SET PROBLEM
Gather every line in the records below that contains the string "hillside", and copy each one unchanged.

###

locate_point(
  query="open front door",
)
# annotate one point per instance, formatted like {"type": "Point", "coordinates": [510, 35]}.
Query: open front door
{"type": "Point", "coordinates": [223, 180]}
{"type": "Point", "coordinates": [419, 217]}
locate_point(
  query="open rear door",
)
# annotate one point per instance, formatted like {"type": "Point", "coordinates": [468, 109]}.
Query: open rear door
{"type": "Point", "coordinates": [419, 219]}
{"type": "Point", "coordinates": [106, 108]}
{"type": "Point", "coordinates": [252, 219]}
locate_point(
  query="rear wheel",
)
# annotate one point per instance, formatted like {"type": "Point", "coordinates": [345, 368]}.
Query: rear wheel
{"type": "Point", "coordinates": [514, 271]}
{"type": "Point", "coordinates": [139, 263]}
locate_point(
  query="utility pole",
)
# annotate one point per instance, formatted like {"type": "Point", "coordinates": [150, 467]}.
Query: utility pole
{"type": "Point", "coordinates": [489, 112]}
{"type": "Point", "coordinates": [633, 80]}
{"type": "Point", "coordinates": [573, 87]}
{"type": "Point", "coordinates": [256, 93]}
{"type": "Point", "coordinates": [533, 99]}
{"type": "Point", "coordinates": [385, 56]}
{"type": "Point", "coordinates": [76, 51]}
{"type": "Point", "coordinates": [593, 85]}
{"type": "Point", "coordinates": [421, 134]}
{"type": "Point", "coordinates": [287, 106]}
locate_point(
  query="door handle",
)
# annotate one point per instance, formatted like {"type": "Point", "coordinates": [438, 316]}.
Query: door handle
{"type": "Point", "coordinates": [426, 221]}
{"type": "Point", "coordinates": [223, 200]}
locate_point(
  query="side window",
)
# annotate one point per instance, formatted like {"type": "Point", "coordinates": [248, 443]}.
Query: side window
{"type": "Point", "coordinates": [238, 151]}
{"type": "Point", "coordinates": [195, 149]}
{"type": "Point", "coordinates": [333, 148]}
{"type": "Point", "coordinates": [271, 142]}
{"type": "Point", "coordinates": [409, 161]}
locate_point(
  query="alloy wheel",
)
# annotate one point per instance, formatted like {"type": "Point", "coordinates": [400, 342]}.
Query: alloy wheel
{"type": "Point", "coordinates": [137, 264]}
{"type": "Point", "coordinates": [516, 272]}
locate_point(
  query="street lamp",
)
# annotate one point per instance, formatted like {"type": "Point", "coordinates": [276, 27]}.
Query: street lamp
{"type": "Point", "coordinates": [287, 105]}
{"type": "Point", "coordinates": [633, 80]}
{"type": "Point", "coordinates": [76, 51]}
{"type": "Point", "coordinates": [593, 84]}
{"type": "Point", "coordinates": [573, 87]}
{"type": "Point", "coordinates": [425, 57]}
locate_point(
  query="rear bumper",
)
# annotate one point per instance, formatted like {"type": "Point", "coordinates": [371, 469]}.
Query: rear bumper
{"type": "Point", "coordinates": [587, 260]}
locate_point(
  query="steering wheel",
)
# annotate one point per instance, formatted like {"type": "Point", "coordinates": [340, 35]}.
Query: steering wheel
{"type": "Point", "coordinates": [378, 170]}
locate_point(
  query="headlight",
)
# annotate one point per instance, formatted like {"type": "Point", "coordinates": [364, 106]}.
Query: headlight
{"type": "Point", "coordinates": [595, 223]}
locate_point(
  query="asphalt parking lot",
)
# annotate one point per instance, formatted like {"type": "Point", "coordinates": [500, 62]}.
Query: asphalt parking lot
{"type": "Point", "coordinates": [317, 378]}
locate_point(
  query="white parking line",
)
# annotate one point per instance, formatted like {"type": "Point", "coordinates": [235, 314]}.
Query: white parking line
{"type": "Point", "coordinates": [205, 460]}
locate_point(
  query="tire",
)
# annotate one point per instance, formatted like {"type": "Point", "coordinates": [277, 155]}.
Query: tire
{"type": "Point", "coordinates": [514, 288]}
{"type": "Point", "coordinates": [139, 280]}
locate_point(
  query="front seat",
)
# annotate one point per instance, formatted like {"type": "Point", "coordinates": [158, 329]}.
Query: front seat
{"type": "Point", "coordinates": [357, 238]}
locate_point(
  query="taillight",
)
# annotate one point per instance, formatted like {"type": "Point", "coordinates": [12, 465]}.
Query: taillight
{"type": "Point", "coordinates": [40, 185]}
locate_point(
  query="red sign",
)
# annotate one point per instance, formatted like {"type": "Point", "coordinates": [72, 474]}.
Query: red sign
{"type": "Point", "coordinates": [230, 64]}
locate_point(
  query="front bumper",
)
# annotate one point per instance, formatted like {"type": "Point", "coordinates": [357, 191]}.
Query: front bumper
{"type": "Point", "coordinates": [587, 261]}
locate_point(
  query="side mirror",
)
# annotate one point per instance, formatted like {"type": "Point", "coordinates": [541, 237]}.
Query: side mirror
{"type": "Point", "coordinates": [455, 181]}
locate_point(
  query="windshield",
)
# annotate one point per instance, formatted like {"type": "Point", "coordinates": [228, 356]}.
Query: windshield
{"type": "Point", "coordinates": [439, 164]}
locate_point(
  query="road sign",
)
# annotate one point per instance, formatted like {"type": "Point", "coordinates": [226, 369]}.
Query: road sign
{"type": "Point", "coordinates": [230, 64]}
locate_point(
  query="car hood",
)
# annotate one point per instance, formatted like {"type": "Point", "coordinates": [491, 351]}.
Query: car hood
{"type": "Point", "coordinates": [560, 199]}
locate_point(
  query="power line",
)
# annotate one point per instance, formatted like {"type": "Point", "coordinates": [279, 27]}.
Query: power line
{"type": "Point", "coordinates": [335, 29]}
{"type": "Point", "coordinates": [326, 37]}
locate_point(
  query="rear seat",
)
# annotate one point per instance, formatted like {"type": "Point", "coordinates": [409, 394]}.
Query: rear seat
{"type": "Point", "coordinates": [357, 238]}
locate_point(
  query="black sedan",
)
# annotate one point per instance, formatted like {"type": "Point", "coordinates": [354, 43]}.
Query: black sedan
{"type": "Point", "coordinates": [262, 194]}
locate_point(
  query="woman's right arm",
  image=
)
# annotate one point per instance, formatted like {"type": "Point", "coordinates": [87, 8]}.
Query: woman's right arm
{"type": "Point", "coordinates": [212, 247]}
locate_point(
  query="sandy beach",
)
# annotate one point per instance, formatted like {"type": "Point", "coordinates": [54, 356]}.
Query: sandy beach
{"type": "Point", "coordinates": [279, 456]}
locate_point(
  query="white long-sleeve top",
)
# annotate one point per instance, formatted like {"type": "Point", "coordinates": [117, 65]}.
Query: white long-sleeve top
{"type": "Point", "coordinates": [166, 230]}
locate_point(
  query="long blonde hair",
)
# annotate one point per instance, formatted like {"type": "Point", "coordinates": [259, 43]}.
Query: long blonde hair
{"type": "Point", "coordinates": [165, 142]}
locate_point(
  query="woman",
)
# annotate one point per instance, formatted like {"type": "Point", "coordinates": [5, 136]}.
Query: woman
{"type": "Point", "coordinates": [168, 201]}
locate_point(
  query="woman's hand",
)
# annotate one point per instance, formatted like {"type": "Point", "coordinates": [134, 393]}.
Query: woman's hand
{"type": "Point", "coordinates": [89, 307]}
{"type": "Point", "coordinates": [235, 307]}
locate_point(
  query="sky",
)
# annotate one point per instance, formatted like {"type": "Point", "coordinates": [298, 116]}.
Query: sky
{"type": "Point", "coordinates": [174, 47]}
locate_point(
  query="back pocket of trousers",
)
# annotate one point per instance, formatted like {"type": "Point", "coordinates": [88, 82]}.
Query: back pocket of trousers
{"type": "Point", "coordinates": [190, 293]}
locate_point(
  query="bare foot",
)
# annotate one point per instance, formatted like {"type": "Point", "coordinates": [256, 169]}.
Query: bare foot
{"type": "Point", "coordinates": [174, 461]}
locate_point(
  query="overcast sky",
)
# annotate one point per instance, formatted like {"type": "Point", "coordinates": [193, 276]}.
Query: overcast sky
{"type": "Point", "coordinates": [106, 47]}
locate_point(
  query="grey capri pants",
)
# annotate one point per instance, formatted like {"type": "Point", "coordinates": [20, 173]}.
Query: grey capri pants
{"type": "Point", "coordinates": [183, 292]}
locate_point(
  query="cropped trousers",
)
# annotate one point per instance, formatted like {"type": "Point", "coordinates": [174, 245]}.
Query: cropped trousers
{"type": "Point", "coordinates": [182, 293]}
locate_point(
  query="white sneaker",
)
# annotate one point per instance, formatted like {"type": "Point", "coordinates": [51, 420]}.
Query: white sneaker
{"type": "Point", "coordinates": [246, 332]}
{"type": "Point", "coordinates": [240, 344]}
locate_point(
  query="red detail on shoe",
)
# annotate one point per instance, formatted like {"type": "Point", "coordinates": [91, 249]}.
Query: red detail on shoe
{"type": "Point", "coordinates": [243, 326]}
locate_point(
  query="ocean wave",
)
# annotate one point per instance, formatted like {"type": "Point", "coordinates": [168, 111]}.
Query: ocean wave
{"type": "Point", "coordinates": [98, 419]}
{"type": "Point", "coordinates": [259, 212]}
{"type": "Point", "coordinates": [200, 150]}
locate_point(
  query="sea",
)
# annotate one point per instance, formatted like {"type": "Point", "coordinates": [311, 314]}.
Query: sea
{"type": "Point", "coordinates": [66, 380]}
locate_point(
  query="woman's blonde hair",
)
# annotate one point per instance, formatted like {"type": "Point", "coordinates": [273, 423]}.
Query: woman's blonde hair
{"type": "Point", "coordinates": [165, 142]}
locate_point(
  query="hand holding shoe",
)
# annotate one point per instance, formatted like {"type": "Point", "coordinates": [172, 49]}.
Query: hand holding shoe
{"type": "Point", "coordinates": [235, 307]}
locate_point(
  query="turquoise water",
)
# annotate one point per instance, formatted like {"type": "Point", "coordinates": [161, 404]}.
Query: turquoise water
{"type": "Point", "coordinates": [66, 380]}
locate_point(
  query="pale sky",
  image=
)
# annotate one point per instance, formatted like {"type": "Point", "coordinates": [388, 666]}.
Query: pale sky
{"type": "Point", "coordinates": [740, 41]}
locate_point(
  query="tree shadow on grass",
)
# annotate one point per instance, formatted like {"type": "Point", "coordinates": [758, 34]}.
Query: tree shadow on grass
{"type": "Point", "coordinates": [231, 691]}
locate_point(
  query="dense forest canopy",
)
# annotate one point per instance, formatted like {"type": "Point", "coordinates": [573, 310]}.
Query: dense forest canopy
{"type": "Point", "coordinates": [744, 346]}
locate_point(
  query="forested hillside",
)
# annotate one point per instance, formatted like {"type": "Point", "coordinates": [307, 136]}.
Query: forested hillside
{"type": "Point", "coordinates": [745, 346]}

###

OUTPUT OF THE TASK
  query="forested hillside",
Query: forested hillside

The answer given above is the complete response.